(Text segment)

Since Erik finds out he’s not actually blood related to the Campbells, he decides to enact the plan through his brother Bobby, who’s deathly allergic to peanuts. They’ll purposely give him a nut-based product, and then Erik will revive him with an EpiPen.
And, as they’re doing this at a hospital, it’s totally safe… right? Oh, wait, no, of course it isn’t. What the brothers don’t realize is that the room they choose to do this in contains an MRI scanner, which Erik accidentally sets off.
The machine malfunctions, causing it to reach the highest power levels possible. There’s two horrifying details to this equation: firstly, Erik is covered in body piercings, and secondly, MRIs contain powerful magnets.
It’s his earrings that go first. But before he can act, his nipple piercings are ripped from his chest, followed by the most excruciating of all – his Prince Albert (a ring on his manhood, for the uninitiated).

(End Text segment)
(Dataset records)

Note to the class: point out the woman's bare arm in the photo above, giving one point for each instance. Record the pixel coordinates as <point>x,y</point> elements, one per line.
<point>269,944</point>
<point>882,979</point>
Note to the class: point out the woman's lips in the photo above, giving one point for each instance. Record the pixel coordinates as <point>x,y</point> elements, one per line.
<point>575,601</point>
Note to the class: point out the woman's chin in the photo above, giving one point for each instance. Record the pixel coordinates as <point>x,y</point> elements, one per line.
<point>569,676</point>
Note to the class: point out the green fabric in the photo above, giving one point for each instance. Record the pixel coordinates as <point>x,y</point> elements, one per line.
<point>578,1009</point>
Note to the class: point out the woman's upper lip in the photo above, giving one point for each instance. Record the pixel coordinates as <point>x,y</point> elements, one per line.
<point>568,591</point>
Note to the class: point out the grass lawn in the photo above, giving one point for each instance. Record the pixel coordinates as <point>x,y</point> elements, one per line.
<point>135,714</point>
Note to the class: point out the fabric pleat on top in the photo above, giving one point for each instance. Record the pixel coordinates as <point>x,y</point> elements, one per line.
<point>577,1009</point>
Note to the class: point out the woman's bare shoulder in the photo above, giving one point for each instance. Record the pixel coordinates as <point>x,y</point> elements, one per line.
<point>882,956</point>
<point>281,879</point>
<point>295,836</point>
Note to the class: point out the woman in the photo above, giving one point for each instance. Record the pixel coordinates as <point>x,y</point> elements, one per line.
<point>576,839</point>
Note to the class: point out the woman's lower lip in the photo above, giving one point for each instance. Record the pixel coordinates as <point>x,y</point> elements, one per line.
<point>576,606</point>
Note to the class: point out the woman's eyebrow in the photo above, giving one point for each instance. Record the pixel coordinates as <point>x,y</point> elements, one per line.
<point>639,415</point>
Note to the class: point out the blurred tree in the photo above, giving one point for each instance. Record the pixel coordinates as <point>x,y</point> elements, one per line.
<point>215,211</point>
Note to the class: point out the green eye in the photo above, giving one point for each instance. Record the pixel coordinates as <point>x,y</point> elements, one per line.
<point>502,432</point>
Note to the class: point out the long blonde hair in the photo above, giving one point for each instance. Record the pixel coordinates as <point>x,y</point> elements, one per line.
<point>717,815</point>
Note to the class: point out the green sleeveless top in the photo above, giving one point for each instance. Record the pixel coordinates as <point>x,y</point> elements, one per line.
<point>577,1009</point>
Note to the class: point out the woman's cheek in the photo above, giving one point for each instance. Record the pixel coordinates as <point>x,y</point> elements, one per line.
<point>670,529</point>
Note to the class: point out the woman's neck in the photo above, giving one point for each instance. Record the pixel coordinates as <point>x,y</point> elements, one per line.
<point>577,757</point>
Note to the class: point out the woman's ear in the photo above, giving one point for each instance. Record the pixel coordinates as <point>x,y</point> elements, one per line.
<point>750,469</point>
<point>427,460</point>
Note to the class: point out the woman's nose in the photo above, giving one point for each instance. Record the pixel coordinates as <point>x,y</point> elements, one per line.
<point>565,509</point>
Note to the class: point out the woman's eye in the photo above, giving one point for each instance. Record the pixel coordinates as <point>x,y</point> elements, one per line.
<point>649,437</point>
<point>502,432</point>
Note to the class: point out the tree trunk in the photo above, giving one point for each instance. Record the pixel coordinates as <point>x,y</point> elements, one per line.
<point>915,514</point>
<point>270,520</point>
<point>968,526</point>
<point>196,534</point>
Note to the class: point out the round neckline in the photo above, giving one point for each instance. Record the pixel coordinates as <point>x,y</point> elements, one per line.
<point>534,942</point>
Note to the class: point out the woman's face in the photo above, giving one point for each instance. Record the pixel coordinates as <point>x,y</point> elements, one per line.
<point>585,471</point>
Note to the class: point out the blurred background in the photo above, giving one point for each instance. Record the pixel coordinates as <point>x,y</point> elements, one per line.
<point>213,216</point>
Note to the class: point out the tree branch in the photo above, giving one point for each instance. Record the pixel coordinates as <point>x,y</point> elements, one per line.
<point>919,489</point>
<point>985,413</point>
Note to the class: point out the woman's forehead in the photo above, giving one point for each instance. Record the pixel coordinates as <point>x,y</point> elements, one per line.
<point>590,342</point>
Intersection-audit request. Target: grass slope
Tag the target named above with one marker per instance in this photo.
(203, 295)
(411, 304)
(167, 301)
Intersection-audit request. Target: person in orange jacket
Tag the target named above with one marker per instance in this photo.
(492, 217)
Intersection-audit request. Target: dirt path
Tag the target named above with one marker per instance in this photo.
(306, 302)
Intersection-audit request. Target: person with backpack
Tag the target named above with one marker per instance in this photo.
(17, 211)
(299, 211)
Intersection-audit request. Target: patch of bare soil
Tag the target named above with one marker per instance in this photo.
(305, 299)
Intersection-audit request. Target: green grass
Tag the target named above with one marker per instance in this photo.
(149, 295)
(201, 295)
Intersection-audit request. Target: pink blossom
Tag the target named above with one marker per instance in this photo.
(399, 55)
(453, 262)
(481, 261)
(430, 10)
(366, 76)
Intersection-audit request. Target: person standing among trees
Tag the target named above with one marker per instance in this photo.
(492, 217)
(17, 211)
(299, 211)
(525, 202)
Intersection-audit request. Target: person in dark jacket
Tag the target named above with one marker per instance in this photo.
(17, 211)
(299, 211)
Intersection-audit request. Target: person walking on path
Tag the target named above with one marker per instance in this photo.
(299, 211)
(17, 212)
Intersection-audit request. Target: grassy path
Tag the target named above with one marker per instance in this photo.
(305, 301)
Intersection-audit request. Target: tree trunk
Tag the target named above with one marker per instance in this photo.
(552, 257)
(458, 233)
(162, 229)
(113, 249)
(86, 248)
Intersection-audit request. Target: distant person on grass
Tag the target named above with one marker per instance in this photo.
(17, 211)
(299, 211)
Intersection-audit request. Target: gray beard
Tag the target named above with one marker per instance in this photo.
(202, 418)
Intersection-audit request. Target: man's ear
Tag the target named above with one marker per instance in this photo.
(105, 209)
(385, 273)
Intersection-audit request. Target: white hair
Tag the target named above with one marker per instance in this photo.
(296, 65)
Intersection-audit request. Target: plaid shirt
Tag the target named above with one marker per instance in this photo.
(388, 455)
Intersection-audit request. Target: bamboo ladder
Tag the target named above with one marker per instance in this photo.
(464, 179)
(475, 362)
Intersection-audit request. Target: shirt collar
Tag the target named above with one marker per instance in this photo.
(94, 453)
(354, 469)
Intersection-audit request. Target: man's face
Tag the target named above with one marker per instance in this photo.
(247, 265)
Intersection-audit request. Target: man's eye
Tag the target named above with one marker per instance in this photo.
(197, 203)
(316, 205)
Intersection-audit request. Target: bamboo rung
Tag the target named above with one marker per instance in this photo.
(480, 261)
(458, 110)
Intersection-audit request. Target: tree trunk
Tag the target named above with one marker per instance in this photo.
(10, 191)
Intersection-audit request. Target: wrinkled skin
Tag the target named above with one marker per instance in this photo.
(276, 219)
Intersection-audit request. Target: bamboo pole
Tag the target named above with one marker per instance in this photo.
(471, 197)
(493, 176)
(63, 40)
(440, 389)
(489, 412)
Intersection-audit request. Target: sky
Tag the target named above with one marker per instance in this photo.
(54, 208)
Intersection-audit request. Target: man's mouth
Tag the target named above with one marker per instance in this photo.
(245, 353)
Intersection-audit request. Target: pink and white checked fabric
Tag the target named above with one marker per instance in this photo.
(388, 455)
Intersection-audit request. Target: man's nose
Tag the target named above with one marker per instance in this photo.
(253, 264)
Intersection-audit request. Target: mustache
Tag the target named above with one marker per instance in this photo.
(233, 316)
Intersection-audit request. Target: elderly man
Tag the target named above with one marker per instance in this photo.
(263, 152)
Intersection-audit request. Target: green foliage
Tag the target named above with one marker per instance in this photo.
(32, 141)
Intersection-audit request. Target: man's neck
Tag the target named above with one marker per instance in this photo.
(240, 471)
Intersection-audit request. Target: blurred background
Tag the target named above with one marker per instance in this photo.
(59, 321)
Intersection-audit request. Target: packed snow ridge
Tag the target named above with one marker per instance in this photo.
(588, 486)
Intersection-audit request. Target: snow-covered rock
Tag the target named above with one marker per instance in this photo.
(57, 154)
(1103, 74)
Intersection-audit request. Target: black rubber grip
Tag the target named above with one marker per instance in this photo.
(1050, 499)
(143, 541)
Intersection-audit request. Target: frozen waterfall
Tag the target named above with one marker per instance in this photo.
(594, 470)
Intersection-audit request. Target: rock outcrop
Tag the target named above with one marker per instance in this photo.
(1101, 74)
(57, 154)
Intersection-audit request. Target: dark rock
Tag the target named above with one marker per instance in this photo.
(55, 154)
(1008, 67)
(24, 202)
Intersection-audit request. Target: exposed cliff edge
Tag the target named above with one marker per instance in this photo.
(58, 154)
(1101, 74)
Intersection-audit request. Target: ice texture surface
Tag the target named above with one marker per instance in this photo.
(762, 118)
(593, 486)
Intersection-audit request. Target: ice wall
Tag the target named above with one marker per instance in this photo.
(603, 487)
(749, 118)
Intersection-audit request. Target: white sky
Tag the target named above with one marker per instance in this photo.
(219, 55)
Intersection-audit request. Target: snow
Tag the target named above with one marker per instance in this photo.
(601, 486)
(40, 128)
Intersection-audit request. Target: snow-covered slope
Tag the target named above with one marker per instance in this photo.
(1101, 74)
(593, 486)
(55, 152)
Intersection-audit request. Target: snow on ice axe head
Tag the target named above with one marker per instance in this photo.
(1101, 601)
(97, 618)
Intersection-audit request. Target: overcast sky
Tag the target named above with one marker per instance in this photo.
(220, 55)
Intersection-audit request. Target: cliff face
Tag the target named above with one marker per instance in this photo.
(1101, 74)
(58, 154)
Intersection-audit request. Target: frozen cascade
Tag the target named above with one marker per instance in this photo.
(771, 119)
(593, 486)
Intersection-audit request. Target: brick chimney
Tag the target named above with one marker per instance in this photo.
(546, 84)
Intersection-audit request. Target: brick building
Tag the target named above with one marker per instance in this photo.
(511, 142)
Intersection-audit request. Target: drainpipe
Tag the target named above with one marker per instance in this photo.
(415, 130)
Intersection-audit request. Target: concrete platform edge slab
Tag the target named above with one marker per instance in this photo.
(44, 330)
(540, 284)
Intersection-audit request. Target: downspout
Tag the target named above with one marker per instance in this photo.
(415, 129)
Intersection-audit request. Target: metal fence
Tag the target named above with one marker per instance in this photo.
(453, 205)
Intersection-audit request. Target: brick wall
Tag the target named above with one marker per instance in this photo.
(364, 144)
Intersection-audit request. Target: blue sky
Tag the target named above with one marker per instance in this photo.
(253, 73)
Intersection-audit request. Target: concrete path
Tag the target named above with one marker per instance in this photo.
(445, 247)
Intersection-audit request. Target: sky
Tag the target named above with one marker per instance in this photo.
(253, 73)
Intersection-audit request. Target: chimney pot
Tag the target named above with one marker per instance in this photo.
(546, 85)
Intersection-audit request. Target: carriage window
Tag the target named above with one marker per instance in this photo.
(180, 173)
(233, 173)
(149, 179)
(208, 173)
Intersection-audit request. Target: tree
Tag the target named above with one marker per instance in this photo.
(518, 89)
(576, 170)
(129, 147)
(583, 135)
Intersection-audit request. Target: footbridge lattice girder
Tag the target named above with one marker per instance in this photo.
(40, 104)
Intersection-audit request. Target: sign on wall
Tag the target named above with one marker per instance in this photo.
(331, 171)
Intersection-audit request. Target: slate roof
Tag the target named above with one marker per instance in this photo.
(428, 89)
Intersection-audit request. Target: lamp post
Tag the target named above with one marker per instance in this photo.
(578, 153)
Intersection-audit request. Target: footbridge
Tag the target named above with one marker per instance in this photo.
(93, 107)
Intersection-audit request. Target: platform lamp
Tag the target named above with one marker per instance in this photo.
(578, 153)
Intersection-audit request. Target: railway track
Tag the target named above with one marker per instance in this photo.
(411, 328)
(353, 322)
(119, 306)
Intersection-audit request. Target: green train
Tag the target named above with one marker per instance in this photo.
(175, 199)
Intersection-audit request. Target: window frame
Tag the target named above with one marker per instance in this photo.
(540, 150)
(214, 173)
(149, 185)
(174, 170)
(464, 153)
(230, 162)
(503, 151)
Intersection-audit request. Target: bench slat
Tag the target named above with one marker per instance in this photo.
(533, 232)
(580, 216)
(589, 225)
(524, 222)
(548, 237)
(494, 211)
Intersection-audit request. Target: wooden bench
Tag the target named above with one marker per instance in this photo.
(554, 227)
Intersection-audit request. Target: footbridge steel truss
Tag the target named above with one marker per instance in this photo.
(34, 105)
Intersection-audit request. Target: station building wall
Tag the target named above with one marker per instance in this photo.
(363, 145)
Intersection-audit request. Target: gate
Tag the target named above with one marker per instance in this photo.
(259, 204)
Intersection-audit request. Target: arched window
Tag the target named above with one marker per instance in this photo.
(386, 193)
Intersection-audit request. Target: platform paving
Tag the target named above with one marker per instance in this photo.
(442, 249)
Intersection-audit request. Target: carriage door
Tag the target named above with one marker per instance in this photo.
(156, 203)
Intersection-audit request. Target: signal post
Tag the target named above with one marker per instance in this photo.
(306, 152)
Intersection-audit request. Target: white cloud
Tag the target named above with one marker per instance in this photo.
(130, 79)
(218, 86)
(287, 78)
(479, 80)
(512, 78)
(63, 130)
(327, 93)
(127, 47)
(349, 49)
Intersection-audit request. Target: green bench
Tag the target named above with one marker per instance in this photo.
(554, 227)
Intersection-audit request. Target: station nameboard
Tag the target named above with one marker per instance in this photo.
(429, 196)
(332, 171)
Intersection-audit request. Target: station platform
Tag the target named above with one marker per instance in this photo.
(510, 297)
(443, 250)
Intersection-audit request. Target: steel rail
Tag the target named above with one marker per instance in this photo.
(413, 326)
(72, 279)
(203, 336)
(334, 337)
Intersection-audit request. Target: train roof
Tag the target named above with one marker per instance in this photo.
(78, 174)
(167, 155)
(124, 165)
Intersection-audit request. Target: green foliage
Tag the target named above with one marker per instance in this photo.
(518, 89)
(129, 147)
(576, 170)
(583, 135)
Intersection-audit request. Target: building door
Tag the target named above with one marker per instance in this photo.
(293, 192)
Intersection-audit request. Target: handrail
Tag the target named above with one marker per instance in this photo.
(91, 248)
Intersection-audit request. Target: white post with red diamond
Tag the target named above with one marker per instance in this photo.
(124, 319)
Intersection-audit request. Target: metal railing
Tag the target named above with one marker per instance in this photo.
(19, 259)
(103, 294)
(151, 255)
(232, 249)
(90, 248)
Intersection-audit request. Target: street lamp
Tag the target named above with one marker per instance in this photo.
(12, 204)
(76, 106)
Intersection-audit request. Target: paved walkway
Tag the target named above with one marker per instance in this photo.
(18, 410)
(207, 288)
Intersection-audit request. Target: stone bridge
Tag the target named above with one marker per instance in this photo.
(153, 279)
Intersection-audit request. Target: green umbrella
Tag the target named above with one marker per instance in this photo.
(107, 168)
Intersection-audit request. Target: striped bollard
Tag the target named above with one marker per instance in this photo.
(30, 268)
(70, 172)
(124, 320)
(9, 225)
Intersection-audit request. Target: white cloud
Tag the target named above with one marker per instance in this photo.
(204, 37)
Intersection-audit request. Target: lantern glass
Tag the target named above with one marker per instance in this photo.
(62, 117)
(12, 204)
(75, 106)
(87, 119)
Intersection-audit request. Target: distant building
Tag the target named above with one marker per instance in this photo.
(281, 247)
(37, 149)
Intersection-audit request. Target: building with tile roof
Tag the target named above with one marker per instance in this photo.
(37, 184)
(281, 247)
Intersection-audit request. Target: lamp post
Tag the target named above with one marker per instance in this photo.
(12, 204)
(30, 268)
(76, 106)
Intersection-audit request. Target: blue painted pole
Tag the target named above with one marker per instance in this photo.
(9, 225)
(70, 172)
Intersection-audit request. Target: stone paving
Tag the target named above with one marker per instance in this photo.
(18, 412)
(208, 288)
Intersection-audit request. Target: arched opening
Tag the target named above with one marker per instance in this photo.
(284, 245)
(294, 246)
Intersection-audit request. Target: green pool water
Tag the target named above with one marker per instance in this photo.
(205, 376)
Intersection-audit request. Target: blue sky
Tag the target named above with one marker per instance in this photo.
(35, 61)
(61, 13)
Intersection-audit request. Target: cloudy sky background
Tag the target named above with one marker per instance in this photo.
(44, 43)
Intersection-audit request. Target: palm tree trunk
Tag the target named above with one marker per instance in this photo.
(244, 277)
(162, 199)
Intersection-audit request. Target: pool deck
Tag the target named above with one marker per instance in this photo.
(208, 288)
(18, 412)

(End Dataset records)

(Problem A): According to the MRI accident passage, why does Erik decide to carry out the plan through his brother Bobby?
(Problem B): Please extract everything from "Since Erik finds" down to "contain powerful magnets." in the MRI accident passage.

(Task response A): Erik learns he isn't actually blood related to the Campbells, so he carries out the plan through Bobby, who is deathly allergic to peanuts.

(Task response B):
Since Erik finds out he’s not actually blood related to the Campbells, he decides to enact the plan through his brother Bobby, who’s deathly allergic to peanuts. They’ll purposely give him a nut-based product, and then Erik will revive him with an EpiPen.
And, as they’re doing this at a hospital, it’s totally safe… right? Oh, wait, no, of course it isn’t. What the brothers don’t realize is that the room they choose to do this in contains an MRI scanner, which Erik accidentally sets off.
The machine malfunctions, causing it to reach the highest power levels possible. There’s two horrifying details to this equation: firstly, Erik is covered in body piercings, and secondly, MRIs contain powerful magnets.